======== INFORMATION SUPPLIED

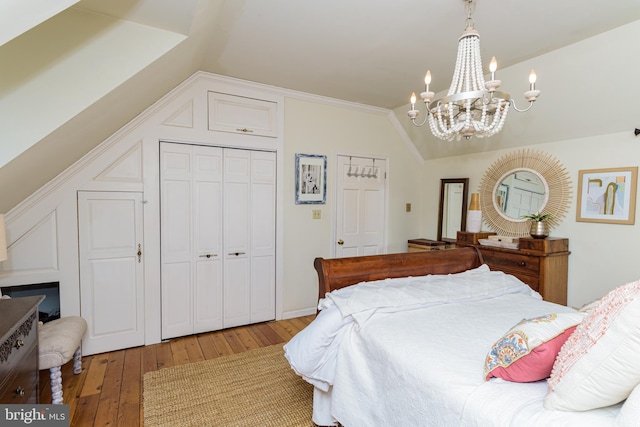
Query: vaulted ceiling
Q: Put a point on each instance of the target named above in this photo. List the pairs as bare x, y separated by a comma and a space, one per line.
73, 72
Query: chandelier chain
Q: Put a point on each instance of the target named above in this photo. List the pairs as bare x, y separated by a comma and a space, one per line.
472, 106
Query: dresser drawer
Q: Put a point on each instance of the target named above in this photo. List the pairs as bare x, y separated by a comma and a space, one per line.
512, 263
20, 342
19, 350
21, 383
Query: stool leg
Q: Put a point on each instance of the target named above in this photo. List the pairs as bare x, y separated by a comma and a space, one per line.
77, 361
56, 385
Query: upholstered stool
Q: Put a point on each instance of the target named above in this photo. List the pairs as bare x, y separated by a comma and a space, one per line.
58, 342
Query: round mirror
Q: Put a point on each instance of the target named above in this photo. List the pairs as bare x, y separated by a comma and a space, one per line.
521, 183
520, 192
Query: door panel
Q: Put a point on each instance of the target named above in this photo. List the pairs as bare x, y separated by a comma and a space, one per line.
218, 238
263, 236
111, 274
360, 206
237, 286
191, 231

================

TASK ->
Turn the lines of the records into a JSON list of strings, one string per line, starting with the line that contains "Query: round mirror" and going on through the final line of the records. Leave out any blank lines.

THE REPLY ->
[
  "Query: round mirror",
  "Q: Put a point on each instance of the target named above in this photo. List the pairs as bare x, y separated by a comma and a space, one per line.",
  "521, 183",
  "520, 192",
  "Query: door panel",
  "Q: Put a point on each instance of the target named above in this photo. List the pairs as bare x, y separated by a comma and a space, one per line.",
  "218, 238",
  "263, 236",
  "111, 274",
  "360, 206",
  "237, 286",
  "191, 231"
]